EXTRACT:
##############################

Derive an equation for moving string.
Answers
Let's apply Newton's second law in the vertical y direction:
Fy = may.
The sum of forces in the y direction is
Fy = T sin θ2 − T sin θ1.
Using the small angle approximation, sin θ ≅ tan θ = ∂y/∂x. So we may write:
F = T(dy/dx)_2 - T (dy/dx)_1
So the total force depends on the difference in slope between the two ends: if the string were straight, no matter what its slope, the two forces would add up to zero. Now let's get quantitative. The mass per unit length is μ, so its mass dm = μdx. The acceleration in the y direction is the rate of change in the y velocity, so ay = ∂vy/∂t = ∂y2/∂t2. So we can write Newton’s second law in the y direction as
F = T((dy/dx)_2 - (dy/dx)_1) = mu dx d^2y/dt^2
Rearranging this gives
d^2y/dt^2 = (T/mu)((dy/dx)_2 - (dy/dx)_1)/ dx
Now we have been using the subscript 1 to identify the position x, and 2 to identify the position (x+dx). So the numerator in the last term on the right is difference between the (first) derivatives at these two points. When we divide it by dx, we get the rate of change of the first derivative with respect to x, which is, by definition, the second derivative, so we have derived the wave equation:
d^2y/dt^2 = (T/mu)d^2y/dx^2)

##############################

[Entries from a dataset]
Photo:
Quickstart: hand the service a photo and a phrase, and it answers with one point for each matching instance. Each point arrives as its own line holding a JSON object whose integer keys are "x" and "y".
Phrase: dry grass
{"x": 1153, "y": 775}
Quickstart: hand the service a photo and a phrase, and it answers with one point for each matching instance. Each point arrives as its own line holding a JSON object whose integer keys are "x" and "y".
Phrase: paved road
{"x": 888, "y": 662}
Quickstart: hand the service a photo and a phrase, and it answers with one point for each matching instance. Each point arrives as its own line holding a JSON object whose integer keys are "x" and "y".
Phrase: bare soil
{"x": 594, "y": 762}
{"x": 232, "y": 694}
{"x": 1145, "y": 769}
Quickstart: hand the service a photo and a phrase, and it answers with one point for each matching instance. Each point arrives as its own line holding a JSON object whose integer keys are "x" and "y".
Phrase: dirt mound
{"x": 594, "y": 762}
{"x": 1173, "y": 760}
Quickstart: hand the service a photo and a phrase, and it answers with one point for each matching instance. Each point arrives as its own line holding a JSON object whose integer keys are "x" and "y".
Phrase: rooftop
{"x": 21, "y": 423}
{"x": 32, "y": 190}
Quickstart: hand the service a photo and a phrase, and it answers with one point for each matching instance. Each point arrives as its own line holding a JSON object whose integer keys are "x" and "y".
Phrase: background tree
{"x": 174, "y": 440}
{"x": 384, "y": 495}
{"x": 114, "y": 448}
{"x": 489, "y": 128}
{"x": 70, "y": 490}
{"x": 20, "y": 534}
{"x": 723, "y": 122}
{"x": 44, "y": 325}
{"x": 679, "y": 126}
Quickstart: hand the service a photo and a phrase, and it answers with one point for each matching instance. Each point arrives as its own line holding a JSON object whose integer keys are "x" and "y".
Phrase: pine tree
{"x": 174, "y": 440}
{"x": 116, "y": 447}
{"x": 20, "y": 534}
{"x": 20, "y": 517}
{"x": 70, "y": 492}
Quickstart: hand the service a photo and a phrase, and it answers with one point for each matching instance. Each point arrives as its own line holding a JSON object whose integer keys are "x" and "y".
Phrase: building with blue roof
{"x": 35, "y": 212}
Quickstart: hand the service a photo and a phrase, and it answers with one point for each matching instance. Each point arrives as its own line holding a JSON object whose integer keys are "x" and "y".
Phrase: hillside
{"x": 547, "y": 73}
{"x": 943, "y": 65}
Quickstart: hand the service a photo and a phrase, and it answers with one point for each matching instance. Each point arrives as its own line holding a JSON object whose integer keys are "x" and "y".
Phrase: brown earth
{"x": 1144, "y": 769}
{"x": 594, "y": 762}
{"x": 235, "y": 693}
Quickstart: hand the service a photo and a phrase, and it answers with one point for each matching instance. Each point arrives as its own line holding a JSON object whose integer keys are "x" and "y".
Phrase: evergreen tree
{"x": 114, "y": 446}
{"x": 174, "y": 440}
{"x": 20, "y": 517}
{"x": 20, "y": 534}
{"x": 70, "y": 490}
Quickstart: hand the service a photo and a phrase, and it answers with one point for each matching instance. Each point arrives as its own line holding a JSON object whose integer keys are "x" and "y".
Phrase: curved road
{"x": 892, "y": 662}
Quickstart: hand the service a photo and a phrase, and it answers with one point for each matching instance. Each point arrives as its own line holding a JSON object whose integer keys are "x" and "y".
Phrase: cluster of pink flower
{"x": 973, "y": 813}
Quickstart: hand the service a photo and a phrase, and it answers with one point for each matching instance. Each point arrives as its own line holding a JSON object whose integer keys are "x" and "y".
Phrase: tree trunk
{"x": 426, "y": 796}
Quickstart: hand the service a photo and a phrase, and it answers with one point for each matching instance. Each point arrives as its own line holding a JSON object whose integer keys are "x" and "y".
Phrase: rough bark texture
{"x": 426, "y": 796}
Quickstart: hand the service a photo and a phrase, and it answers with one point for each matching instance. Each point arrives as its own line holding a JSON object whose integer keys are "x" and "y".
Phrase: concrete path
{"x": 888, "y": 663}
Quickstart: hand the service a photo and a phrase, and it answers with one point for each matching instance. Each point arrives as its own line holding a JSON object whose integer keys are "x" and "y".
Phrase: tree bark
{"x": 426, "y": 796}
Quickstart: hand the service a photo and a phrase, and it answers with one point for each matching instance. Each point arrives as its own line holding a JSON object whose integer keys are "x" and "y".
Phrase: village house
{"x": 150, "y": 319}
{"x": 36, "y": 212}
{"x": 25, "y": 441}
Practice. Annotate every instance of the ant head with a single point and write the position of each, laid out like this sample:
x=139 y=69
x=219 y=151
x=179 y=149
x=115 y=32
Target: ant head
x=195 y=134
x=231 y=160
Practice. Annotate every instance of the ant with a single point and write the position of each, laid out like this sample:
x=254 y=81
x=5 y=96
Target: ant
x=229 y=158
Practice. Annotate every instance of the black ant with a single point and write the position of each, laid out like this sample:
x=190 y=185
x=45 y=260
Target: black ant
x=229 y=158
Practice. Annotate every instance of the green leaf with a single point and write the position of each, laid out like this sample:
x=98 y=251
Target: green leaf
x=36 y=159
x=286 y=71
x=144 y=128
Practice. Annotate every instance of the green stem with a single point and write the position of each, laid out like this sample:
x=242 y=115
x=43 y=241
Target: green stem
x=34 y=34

##############################

WHAT TO PRODUCE:
Summarize the string derivation in two sentences.

OUTPUT OF THE TASK:
Applying Newton's second law in the vertical direction with the small angle approximation shows that the net force on a piece of string is the tension times the difference in slope between its two ends, so a straight string feels no net force at any slope. Setting that force equal to the mass μ dx times the vertical acceleration and dividing by dx turns the slope difference into the second derivative with respect to x, which yields the wave equation: the second time derivative of y equals T/μ times the second derivative of y with respect to x.